*** MATERIAL FOR THIS TASK ***

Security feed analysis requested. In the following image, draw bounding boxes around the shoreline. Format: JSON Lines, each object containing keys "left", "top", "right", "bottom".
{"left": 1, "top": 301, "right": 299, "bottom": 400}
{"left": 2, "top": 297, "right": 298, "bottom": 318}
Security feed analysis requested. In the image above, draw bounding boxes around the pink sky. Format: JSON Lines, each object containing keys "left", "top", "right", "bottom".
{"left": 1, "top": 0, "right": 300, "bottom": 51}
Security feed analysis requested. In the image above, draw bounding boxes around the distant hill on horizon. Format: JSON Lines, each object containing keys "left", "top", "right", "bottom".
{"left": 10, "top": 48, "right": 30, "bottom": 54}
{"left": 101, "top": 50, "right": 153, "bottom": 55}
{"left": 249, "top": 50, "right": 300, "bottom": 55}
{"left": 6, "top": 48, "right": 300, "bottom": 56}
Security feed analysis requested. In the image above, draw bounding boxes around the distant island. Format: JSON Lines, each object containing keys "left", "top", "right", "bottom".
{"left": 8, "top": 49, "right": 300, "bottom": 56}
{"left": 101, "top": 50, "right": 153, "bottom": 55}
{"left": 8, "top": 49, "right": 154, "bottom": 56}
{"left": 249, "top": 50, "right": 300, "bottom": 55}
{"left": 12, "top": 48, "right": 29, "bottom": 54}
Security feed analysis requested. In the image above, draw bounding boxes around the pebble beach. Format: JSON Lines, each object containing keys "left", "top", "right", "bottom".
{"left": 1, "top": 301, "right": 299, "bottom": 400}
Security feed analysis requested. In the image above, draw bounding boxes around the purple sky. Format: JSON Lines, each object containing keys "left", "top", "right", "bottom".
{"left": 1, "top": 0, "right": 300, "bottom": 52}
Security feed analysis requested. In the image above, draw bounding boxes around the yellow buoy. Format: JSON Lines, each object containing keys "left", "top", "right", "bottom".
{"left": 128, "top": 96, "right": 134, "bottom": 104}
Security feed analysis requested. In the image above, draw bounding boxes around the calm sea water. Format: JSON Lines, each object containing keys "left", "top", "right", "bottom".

***

**ASSIGNED TASK:** Please return all of the records exactly as they appear.

**SOLUTION:**
Security feed analysis requested. In the following image, draw bounding boxes around the shoreline. Format: JSON Lines, each object containing keys "left", "top", "right", "bottom".
{"left": 1, "top": 301, "right": 299, "bottom": 400}
{"left": 2, "top": 297, "right": 298, "bottom": 318}
Security feed analysis requested. In the image above, draw bounding boxes around the pink sky. Format: JSON Lines, each object containing keys "left", "top", "right", "bottom".
{"left": 1, "top": 0, "right": 300, "bottom": 51}
Security feed analysis requested. In the image above, draw bounding boxes around the distant hill on horizon. Format: JSON Lines, each object containing keys "left", "top", "right", "bottom".
{"left": 10, "top": 48, "right": 30, "bottom": 54}
{"left": 101, "top": 50, "right": 153, "bottom": 55}
{"left": 249, "top": 50, "right": 300, "bottom": 55}
{"left": 6, "top": 48, "right": 300, "bottom": 56}
Security feed analysis requested. In the image above, draw bounding boxes around the distant island. Format: JSON Lines, each object containing keys "left", "top", "right", "bottom".
{"left": 8, "top": 49, "right": 300, "bottom": 56}
{"left": 101, "top": 50, "right": 153, "bottom": 55}
{"left": 8, "top": 49, "right": 154, "bottom": 56}
{"left": 249, "top": 50, "right": 300, "bottom": 55}
{"left": 12, "top": 48, "right": 29, "bottom": 54}
Security feed analysis requested. In the image above, draw bounding boxes around the pebble beach. Format: JSON Lines, each object containing keys "left", "top", "right", "bottom".
{"left": 1, "top": 301, "right": 299, "bottom": 400}
Security feed analysis requested. In the image above, draw bounding boxes around the purple sky. Format: JSON Lines, each object containing keys "left", "top", "right", "bottom".
{"left": 1, "top": 0, "right": 300, "bottom": 52}
Security feed analysis requested. In the image above, draw bounding boxes around the yellow buoy. Format: JSON Lines, each object containing keys "left", "top", "right", "bottom".
{"left": 128, "top": 96, "right": 134, "bottom": 104}
Security feed analysis requested. In the image above, draw bounding boxes around the calm sea water. Format: JSON Lines, each object containing keys "left", "top", "right", "bottom".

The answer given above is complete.